▶ **Set problem**
Count how many of the lines below contain the string "ceiling", treating uppercase and lowercase letters as different. Give only the number.

▶ **Materials provided**

——————————

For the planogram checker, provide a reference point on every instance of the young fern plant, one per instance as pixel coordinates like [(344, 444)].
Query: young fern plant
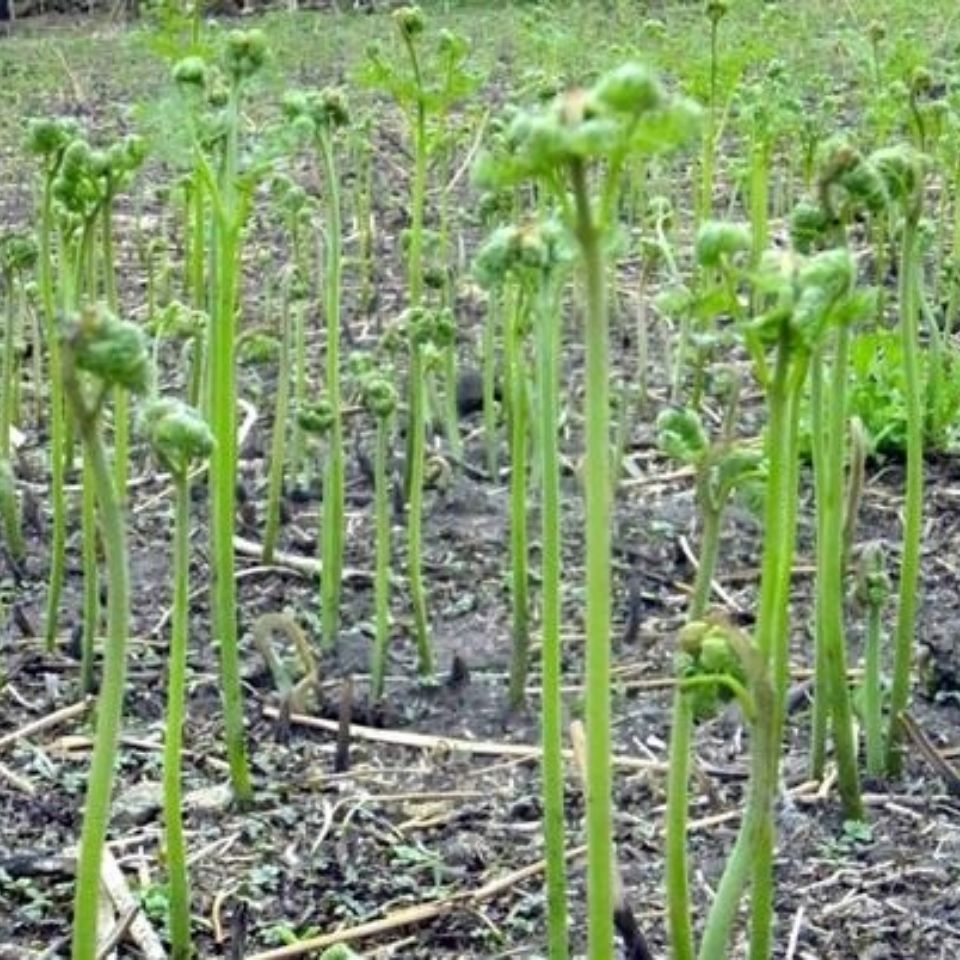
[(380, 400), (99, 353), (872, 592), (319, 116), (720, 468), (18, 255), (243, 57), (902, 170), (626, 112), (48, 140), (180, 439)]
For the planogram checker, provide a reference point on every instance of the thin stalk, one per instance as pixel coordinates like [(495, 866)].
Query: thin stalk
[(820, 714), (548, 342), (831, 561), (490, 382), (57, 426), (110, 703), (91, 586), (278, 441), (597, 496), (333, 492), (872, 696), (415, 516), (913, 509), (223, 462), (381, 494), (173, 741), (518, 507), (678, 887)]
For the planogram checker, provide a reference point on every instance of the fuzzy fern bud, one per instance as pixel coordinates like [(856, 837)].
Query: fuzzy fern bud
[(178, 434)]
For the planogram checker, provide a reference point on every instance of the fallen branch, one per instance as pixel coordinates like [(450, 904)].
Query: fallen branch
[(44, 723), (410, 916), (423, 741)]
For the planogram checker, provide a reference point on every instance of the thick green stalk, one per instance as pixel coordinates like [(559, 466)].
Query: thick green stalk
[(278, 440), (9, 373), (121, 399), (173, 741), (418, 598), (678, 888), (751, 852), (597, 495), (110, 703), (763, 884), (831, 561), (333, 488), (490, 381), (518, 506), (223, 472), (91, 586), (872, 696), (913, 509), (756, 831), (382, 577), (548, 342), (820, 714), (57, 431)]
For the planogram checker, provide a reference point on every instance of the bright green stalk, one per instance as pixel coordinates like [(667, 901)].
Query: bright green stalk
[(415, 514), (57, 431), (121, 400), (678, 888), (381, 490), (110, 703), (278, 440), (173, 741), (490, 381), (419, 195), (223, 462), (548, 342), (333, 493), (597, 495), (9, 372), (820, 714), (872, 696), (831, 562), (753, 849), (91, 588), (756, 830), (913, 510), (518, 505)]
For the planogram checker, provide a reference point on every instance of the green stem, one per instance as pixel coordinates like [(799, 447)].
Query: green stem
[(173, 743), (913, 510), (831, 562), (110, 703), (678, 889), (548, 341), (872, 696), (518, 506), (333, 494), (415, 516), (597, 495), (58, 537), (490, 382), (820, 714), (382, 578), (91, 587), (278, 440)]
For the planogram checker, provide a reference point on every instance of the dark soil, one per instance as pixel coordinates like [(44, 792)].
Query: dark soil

——————————

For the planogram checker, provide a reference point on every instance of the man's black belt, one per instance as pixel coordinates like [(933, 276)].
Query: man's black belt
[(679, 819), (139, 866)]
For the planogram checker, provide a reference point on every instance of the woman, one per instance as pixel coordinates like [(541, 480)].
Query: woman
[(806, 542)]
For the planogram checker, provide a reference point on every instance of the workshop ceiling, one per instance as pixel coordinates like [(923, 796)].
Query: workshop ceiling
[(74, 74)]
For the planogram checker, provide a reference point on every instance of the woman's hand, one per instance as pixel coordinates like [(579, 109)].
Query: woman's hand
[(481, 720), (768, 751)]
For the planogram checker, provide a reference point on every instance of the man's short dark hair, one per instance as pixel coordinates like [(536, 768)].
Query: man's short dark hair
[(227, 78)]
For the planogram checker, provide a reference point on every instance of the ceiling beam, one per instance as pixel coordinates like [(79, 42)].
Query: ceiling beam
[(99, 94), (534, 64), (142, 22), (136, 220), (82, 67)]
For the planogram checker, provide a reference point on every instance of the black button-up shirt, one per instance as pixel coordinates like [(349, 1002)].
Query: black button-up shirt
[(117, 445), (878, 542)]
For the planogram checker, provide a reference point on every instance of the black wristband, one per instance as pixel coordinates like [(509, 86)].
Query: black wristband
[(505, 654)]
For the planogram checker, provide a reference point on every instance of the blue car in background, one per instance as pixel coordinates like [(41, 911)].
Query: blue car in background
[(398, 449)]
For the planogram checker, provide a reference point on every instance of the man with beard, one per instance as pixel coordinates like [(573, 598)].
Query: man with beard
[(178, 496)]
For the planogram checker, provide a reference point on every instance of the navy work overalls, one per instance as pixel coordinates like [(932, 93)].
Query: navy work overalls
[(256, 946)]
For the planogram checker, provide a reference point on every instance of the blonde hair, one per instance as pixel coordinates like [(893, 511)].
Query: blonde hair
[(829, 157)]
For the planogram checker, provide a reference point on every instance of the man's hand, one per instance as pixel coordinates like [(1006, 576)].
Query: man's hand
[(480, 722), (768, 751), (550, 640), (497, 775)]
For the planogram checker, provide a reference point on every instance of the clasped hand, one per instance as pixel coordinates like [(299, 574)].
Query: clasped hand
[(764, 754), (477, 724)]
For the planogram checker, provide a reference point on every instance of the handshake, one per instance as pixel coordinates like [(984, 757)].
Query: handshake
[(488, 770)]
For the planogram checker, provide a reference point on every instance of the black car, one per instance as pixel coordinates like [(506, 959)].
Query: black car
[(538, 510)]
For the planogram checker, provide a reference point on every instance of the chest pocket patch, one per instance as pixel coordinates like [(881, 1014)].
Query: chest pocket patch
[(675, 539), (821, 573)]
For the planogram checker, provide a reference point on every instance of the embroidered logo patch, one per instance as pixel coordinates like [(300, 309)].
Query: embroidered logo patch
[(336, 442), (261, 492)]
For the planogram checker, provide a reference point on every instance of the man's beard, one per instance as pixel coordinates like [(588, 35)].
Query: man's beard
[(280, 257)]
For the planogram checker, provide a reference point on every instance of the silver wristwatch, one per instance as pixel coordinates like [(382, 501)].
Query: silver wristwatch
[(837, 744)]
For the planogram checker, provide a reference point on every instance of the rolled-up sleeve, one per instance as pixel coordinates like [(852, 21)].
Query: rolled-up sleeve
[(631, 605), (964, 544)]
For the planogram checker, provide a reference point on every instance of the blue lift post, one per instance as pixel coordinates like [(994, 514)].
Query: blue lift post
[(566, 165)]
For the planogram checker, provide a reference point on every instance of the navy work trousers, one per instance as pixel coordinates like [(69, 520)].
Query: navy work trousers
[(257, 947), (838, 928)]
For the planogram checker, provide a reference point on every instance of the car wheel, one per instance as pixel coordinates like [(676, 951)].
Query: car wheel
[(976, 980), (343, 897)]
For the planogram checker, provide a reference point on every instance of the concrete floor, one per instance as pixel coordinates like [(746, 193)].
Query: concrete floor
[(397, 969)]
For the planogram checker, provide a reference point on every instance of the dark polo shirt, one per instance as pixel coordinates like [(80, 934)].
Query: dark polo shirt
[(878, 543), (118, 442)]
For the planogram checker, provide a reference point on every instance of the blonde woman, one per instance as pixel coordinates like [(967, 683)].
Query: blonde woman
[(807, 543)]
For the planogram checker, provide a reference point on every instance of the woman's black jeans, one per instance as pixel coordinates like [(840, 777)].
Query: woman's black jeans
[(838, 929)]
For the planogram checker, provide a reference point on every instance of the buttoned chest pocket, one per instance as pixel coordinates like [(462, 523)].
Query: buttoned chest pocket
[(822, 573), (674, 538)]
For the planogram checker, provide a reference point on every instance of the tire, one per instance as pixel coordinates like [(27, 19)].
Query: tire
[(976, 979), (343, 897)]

——————————

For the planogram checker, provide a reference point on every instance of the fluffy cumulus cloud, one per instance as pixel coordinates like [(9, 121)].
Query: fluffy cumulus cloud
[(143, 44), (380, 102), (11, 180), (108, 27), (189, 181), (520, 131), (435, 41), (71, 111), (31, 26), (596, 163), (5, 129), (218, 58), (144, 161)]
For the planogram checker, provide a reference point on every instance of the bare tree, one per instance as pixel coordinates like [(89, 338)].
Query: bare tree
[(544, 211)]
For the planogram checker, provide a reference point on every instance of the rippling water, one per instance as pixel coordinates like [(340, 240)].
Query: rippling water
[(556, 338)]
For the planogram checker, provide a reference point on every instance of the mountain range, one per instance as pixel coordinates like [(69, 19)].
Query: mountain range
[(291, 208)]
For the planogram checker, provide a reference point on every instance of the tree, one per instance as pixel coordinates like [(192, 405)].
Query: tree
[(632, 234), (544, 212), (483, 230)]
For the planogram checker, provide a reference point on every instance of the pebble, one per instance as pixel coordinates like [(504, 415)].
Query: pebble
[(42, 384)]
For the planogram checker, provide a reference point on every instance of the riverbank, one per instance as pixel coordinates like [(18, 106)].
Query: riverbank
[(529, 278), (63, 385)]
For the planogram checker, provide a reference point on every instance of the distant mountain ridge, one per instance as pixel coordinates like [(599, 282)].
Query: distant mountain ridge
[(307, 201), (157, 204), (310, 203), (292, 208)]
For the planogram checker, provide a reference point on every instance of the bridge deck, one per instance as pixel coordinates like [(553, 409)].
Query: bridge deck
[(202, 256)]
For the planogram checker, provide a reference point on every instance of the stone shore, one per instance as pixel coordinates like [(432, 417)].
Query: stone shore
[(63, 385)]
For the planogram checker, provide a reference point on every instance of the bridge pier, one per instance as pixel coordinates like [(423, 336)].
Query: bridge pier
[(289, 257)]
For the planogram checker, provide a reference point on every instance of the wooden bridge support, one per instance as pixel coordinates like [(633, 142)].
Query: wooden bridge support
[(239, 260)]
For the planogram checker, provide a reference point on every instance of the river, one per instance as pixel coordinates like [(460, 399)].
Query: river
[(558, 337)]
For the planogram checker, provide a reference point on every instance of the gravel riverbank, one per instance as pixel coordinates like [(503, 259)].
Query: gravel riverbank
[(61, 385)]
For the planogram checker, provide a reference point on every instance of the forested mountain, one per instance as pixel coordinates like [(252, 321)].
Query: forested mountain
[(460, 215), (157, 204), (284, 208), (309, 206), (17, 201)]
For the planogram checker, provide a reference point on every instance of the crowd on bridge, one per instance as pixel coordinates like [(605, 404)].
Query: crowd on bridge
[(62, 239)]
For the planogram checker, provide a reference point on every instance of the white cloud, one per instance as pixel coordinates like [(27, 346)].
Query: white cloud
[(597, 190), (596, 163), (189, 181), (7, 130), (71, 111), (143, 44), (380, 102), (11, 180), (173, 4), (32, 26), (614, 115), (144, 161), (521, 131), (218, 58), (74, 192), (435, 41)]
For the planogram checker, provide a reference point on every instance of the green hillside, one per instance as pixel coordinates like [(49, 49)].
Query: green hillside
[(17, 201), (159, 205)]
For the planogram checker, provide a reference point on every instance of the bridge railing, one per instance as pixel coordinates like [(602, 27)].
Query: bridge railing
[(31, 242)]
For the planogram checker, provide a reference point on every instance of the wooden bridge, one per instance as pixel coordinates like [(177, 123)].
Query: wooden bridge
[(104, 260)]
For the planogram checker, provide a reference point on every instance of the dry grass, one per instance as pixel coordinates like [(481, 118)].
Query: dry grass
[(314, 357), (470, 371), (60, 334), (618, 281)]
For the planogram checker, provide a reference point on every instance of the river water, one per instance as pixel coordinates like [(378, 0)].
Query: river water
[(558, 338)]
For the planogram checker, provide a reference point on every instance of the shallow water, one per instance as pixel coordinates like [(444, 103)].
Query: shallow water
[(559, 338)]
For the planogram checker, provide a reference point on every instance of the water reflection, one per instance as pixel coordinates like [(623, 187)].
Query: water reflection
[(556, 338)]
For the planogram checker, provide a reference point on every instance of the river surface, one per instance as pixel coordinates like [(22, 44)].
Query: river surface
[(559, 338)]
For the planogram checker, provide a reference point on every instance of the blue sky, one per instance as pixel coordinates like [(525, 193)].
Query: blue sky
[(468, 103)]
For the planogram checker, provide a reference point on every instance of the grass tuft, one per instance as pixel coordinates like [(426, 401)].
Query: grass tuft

——————————

▶ **Response to this task**
4